Task to carry out =
Reproduce all of the data below line for line, without changing, adding, or leaving out anything.

Record set =
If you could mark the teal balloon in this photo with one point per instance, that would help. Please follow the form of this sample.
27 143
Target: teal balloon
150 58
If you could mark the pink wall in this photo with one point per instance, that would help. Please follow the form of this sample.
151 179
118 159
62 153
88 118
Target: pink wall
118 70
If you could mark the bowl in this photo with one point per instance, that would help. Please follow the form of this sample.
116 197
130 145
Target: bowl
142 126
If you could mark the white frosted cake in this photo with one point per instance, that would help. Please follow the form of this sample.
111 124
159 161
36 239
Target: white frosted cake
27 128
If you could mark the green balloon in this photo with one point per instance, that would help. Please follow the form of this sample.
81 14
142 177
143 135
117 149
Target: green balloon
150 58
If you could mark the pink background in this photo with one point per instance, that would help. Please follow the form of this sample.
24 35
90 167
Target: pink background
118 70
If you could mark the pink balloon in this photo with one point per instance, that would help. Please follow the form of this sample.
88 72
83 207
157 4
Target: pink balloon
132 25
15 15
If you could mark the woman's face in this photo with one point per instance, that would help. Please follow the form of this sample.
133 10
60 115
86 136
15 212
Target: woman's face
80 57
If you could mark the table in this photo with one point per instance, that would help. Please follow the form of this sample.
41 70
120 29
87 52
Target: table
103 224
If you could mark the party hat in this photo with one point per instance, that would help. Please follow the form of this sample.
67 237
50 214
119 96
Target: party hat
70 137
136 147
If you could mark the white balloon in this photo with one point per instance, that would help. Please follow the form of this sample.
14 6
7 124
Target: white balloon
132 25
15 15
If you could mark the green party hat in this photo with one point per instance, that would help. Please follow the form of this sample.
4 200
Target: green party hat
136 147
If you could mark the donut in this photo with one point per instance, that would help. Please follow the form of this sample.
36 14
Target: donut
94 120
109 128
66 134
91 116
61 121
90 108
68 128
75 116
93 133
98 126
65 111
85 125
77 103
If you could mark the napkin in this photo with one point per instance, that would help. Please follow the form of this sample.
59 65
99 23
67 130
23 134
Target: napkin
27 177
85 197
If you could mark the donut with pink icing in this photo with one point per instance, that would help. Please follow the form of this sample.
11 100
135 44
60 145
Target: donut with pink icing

Answer for this exercise =
If you could mark the teal balloon in this photo with one point per instance, that would help. Please follow the form of this sample.
27 143
Target: teal balloon
150 58
If you could mark the pink wall in this photo with one point per instance, that would help. Please follow the form of this sample.
151 179
118 159
62 153
88 118
Target: pink wall
118 70
If you could mark the bowl in this photo with one point per instance, that would help. Please follow the form of this sample.
116 197
130 145
Target: bowl
142 126
If you could mark the white frosted cake in this photo with one point per instance, that would help. Please follow the form of this sample.
111 124
159 161
36 239
Target: white frosted cake
27 128
If you could mark the green balloon in this photo with one point per instance, that would help. Please follow the form of this sample.
81 14
142 177
143 135
117 149
Target: green balloon
150 58
If you could mark the pink background in this photo with one point per instance, that would help. Please follow the form of this sample.
24 35
90 167
Target: pink background
118 70
If you could mark the pink balloon in this photo with one point per instance, that would help. Please follow the form of this sample.
88 72
83 207
157 4
Target: pink balloon
132 25
15 15
If you could mark the woman's face in this photo with one point per instance, that would help. Please follow the form of this sample.
133 10
60 115
86 136
15 212
Target: woman's face
80 57
If you could mark the table in this photo with one point per instance, that would help. Please follow the form of this sample.
41 70
120 29
87 52
Target: table
103 224
If you could mark the party hat in this photo with one point per instance, that would help. Please follow the form of this sample.
67 237
50 214
119 96
Target: party hat
70 137
136 147
If you could mark the white balloon in this photo with one point per instance, that would help. Please follow the form of this sample.
14 6
7 124
Target: white balloon
132 25
15 15
If you could mark the green party hat in this photo with one point per instance, that would help. Please follow the form of this sample.
4 200
Target: green party hat
136 147
If you could mark the donut in this photo with one point per instance, that would help. Please follow the form of this sample.
36 14
Target: donut
94 120
109 128
66 134
91 116
61 121
90 108
68 128
75 116
93 133
98 126
65 111
85 125
77 103
If you could mark the napkin in this photo with one point per instance, that would help. Please follow the form of this sample.
59 65
99 23
67 130
23 134
Target: napkin
27 177
85 197
If you could mark the donut with pink icing in this photo with one point per instance, that would help. Please follow the form of this sample.
11 100
135 44
60 145
Target: donut with pink icing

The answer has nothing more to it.